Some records
-=-=-
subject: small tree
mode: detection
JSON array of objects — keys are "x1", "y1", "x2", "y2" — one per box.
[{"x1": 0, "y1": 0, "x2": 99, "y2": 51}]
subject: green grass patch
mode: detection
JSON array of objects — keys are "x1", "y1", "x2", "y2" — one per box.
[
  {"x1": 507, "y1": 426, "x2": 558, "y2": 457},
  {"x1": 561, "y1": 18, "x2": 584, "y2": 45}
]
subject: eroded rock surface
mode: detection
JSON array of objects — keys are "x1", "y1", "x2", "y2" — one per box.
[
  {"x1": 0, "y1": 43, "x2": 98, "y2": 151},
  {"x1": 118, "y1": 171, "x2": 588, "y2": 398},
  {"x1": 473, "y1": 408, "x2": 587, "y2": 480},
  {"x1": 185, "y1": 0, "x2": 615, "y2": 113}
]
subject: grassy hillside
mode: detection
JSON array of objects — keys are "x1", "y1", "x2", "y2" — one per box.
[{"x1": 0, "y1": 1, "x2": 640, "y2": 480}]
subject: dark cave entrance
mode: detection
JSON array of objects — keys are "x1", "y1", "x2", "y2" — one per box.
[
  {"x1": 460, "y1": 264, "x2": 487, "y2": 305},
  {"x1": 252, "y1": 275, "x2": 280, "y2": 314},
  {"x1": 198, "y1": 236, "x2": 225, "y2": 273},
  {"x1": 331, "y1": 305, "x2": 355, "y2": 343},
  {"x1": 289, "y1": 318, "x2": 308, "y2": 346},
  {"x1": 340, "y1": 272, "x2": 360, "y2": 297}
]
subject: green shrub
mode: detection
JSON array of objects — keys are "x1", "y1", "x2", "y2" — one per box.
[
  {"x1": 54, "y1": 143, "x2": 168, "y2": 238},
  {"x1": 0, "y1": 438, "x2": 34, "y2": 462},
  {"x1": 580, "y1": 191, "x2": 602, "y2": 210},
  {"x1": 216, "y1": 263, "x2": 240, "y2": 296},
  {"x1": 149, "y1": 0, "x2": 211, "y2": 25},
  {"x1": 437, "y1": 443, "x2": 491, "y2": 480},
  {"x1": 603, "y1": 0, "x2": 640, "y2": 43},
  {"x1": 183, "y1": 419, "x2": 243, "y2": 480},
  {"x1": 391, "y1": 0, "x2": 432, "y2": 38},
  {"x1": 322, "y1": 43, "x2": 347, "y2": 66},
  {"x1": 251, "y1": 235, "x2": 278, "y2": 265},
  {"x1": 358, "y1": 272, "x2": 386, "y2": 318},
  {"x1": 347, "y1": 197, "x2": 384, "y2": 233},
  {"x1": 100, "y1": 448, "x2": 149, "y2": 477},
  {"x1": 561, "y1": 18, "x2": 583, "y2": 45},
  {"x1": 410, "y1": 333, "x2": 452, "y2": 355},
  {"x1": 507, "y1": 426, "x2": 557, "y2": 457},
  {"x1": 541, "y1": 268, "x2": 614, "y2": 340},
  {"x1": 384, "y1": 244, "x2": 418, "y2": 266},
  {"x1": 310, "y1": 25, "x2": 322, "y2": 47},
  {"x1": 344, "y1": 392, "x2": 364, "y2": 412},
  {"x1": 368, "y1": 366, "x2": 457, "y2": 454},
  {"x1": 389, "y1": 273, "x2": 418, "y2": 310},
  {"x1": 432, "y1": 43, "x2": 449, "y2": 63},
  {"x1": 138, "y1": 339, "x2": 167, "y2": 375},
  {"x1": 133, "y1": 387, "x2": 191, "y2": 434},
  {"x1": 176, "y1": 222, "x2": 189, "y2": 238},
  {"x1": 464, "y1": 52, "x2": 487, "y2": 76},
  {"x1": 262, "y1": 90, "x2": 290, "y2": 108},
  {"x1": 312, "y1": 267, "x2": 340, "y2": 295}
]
-=-=-
TASK REQUIREMENTS: Pull out each line of the listing above that contains the string "subject". Case counts.

THE OUTPUT:
subject: small tree
subject: green grass patch
subject: eroded rock surface
subject: grassy hillside
subject: dark cave entrance
subject: green shrub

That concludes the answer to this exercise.